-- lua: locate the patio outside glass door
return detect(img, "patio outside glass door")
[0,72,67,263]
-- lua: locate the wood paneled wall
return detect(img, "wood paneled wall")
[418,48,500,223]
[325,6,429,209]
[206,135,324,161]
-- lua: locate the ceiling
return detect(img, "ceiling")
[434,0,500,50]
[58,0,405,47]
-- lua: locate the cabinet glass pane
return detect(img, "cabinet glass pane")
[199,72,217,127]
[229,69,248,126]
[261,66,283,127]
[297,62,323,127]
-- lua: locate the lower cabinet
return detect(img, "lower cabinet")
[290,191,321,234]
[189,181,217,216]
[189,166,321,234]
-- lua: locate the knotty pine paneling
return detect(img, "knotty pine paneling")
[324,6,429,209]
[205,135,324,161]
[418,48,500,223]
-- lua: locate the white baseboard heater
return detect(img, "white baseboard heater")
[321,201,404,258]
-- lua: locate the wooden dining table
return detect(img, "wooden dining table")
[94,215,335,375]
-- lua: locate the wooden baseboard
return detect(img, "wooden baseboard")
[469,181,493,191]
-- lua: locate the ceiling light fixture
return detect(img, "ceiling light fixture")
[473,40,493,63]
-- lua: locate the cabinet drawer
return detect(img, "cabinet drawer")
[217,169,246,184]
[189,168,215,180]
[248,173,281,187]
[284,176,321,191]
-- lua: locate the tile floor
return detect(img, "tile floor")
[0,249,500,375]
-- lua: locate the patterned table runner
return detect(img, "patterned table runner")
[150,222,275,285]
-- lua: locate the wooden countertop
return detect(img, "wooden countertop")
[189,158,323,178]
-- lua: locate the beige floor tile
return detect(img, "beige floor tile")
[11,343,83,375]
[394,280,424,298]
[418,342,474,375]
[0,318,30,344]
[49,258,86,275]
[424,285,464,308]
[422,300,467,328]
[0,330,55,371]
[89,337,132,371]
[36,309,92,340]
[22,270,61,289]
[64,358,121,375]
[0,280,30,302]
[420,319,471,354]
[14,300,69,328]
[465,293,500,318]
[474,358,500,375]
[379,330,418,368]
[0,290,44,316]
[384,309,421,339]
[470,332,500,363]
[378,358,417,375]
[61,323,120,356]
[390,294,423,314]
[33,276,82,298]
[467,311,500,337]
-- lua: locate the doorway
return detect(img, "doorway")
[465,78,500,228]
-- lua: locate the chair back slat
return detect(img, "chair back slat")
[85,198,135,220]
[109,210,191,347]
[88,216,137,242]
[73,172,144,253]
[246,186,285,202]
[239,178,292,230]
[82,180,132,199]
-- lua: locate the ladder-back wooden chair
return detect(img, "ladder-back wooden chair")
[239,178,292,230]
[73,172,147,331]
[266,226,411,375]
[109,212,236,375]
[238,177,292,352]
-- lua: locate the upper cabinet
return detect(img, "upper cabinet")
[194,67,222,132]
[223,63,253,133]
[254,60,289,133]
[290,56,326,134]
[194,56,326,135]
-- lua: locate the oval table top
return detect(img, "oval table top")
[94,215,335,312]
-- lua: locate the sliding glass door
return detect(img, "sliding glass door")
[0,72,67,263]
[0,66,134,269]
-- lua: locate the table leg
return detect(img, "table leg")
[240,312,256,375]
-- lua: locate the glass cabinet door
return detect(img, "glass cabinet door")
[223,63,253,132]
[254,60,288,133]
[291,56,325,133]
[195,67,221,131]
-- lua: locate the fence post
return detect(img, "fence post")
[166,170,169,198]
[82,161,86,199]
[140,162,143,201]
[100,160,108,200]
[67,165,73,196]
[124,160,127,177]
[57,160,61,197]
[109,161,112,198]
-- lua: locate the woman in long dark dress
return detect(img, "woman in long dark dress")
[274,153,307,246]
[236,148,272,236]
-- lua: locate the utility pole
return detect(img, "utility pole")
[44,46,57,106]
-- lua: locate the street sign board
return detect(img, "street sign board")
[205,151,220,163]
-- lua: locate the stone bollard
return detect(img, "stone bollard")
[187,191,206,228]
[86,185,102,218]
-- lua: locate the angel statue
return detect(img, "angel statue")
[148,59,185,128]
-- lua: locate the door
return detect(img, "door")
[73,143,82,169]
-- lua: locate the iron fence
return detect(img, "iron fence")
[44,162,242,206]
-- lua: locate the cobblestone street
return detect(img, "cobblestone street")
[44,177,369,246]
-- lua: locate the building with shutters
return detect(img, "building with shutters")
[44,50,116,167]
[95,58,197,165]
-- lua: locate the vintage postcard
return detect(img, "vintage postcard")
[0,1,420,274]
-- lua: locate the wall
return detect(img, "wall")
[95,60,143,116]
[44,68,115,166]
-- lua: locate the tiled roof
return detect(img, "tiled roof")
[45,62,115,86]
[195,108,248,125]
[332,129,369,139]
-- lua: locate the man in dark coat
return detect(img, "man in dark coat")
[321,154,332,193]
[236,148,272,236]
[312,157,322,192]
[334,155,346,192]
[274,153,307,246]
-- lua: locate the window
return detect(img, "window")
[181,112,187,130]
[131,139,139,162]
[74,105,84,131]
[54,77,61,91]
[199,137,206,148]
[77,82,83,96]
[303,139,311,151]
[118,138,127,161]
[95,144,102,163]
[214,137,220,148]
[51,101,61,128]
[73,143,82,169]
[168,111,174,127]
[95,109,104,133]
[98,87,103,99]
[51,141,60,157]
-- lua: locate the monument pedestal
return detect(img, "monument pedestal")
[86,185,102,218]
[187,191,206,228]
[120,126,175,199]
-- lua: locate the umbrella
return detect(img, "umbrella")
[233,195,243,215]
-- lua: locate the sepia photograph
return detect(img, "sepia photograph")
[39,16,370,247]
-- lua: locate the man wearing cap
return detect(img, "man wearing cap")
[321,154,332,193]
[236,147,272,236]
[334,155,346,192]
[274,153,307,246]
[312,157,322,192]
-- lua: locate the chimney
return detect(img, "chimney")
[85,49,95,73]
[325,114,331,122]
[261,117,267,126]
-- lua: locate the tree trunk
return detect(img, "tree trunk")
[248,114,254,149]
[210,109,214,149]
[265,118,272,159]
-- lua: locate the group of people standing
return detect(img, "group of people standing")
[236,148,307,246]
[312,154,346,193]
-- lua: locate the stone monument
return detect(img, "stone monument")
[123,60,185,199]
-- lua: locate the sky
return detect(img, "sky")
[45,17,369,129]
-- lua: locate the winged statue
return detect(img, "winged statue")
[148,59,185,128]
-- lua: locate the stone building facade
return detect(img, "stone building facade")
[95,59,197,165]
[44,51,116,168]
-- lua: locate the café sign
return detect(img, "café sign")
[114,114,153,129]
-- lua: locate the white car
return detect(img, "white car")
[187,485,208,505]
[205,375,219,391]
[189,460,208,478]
◇ ◇ ◇
■ **Exercise description**
Rename "detect" to "find_boxes" everywhere in the records above, and reproduce every line with no other change.

■ **Problem solution**
-- lua: locate the patio outside glass door
return find_boxes(img, "patio outside glass door")
[0,72,67,263]
-- lua: locate the wood paneled wall
return find_boxes(img, "wood paneled wall")
[418,48,500,223]
[325,6,429,209]
[206,135,324,161]
-- lua: locate the ceiling
return find_boxes(img, "ceiling")
[434,0,500,50]
[58,0,405,47]
-- lua: locate the cabinet glass pane
return find_boxes(img, "cabinet glass pane")
[199,72,217,127]
[229,69,248,126]
[261,66,283,127]
[297,62,323,127]
-- lua: locate the lower cabinet
return find_boxes(img, "lower cabinet")
[290,191,321,234]
[189,181,217,216]
[189,166,321,234]
-- lua: locate the knotty pine paneling
return find_boxes(img, "knotty pine paneling")
[324,6,429,209]
[205,135,324,161]
[418,48,500,223]
-- lua: locate the white baseboard heater
return find_boxes(img, "white baseboard heater")
[321,201,404,258]
-- lua: locate the wooden dining table
return find_boxes(img, "wooden dining table")
[94,215,335,375]
-- lua: locate the wooden baseboard
return find_boxes(img, "wooden baseboard")
[469,181,493,191]
-- lua: locate the ceiling light fixture
return find_boxes(img, "ceiling light fixture")
[473,40,493,63]
-- lua: locate the cabinet drawer
return find_boxes(img, "cabinet drawer")
[217,169,246,184]
[189,168,215,180]
[248,173,281,187]
[284,176,321,191]
-- lua: locate the tile floor
return find_boxes(img, "tile floor")
[0,249,500,375]
-- lua: locate the patterned table runner
return find_boxes(img, "patterned table runner")
[150,222,275,285]
-- lua: locate the wooden countertop
return find_boxes(img, "wooden countertop")
[189,158,323,178]
-- lua: locate the beige floor tile
return find_boxes(img, "beige floor tile")
[11,343,83,375]
[394,280,424,298]
[418,342,474,375]
[0,318,30,344]
[49,258,86,275]
[424,285,464,308]
[422,300,467,328]
[0,330,55,371]
[89,337,132,371]
[36,309,92,340]
[22,270,61,289]
[64,358,121,375]
[0,280,30,302]
[420,319,471,354]
[14,300,69,328]
[465,293,500,318]
[474,358,500,375]
[379,330,418,368]
[0,290,44,316]
[384,309,421,339]
[470,332,500,363]
[378,358,417,375]
[61,323,120,356]
[390,294,423,314]
[33,276,82,298]
[467,311,500,337]
-- lua: locate the doorway
return find_boxes(img, "doorway")
[465,78,500,228]
-- lua: locate the chair back slat
return find_boxes(img, "chair back slat")
[85,198,135,220]
[109,210,191,347]
[88,216,137,242]
[73,172,144,253]
[246,186,285,202]
[239,178,292,230]
[82,180,132,199]
-- lua: locate the ladder-back wooden chair
return find_boxes(img, "ladder-back wooden chair")
[239,178,292,230]
[73,172,147,331]
[266,226,411,375]
[109,212,236,375]
[238,177,292,352]
-- lua: locate the upper cabinet
return find_boxes(img, "upper cabinet")
[194,67,222,132]
[223,63,253,133]
[254,60,289,133]
[290,56,326,134]
[194,56,326,135]
-- lua: locate the oval table top
return find_boxes(img, "oval table top")
[94,215,335,312]
-- lua: locate the sliding glass door
return find_boxes(img, "sliding glass door")
[0,72,67,263]
[0,66,134,269]
-- lua: locate the table leg
return find_boxes(img, "table leg")
[240,312,256,375]
-- lua: locate the glass cabinet door
return find_boxes(img, "glass cabinet door")
[223,63,253,132]
[254,60,288,133]
[291,56,325,133]
[195,67,221,131]
-- lua: locate the fence post
return find_boxes(img, "fence post")
[166,170,169,198]
[82,161,86,199]
[140,162,143,201]
[100,160,108,200]
[67,165,73,196]
[124,160,127,177]
[57,160,61,197]
[109,161,112,198]
-- lua: locate the woman in long dark dress
return find_boxes(img, "woman in long dark dress")
[274,153,307,246]
[236,148,272,236]
-- lua: locate the utility pole
return find_boxes(img, "utility pole")
[44,46,57,106]
-- lua: locate the street sign board
return find_boxes(img, "street sign board")
[205,151,220,163]
-- lua: locate the stone bollard
return find_boxes(img, "stone bollard")
[187,191,206,228]
[86,185,102,218]
-- lua: locate the angel statue
return find_boxes(img, "angel statue")
[148,59,185,128]
-- lua: locate the door
return find_boxes(img, "door")
[73,143,82,169]
-- lua: locate the iron fence
return find_boxes(img, "iron fence")
[44,162,242,206]
-- lua: locate the cobblestone street
return find_boxes(img, "cobblestone street")
[44,177,369,246]
-- lua: locate the building with shutters
return find_boxes(img, "building with shutters")
[44,50,116,167]
[95,58,197,165]
-- lua: locate the vintage postcard
return find_boxes(img, "vintage postcard")
[0,1,420,274]
-- lua: locate the wall
return find_boxes(img, "wall")
[95,60,143,116]
[44,68,115,166]
-- lua: locate the tiled roof
return find_boxes(img, "tiled roof")
[45,62,115,86]
[195,108,248,125]
[332,129,369,139]
-- lua: locate the man in dark coat
return find_boxes(img, "man in dark coat")
[321,154,332,193]
[236,148,272,236]
[312,157,322,192]
[334,155,346,192]
[274,153,307,246]
-- lua: locate the window
return find_boxes(img, "window")
[181,112,187,130]
[131,139,139,162]
[74,105,84,131]
[54,77,61,91]
[199,137,206,148]
[77,82,83,96]
[303,139,311,151]
[118,138,127,161]
[95,144,102,163]
[214,137,220,148]
[51,101,61,128]
[73,143,82,169]
[168,111,174,127]
[95,109,104,133]
[98,87,103,99]
[51,141,60,157]
-- lua: locate the monument pedestal
return find_boxes(img, "monument pedestal")
[86,185,102,218]
[187,191,206,228]
[120,126,175,199]
-- lua: locate the umbrella
return find_boxes(img, "umbrella")
[233,195,243,215]
-- lua: locate the sepia photograph
return find_boxes(img, "sepia photograph")
[39,16,370,247]
-- lua: locate the man wearing cap
return find_boxes(img, "man wearing cap")
[321,154,332,193]
[236,147,272,236]
[334,155,346,192]
[274,153,307,246]
[312,157,322,192]
-- lua: locate the chimney
return find_boxes(img, "chimney")
[85,49,95,73]
[325,114,331,122]
[261,117,267,126]
-- lua: locate the tree trunk
return find_boxes(img, "tree trunk")
[248,114,254,149]
[210,109,214,149]
[265,118,272,159]
-- lua: locate the group of people standing
return find_boxes(img, "group of people standing")
[236,148,307,246]
[312,154,346,193]
-- lua: locate the stone monument
return find_boxes(img, "stone monument")
[123,60,185,199]
-- lua: locate the sky
return find_boxes(img, "sky")
[45,17,369,129]
-- lua: locate the winged statue
return find_boxes(img, "winged statue")
[148,59,185,128]
-- lua: locate the stone building facade
return find_boxes(img, "stone building facade")
[95,59,197,165]
[44,51,116,168]
-- lua: locate the café sign
return find_boxes(img, "café sign")
[114,114,153,129]
-- lua: locate the white car
return find_boxes(img, "white car")
[187,485,208,505]
[205,375,219,391]
[189,460,208,478]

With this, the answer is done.